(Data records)
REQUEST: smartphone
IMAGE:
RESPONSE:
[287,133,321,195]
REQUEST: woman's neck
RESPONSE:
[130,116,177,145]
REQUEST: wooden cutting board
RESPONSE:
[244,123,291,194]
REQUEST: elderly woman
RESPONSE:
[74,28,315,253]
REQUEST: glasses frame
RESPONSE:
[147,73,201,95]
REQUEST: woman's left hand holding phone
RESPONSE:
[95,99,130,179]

==

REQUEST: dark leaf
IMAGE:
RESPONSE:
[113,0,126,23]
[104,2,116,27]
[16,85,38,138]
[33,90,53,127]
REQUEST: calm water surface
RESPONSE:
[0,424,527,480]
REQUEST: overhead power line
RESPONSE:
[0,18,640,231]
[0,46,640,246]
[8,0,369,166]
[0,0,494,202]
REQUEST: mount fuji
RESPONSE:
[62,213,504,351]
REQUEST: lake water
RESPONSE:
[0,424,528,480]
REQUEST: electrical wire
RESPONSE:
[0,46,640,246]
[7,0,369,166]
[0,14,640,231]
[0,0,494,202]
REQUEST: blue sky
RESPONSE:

**REQUIREMENTS:**
Give the listing from the line with "REQUEST: wooden cutting board" to the line with "[95,99,130,179]" as a numbered list, leaving out any blank lines.

**RIGHT ANSWER:**
1. REQUEST: wooden cutting board
2. RESPONSE:
3. [244,123,291,194]
4. REQUEST: elderly woman
5. RESPONSE:
6. [74,28,315,253]
7. REQUEST: glasses frame
8. RESPONSE:
9. [147,73,201,95]
10. REQUEST: woman's left hand holding phone
11. RESPONSE:
12. [95,99,130,179]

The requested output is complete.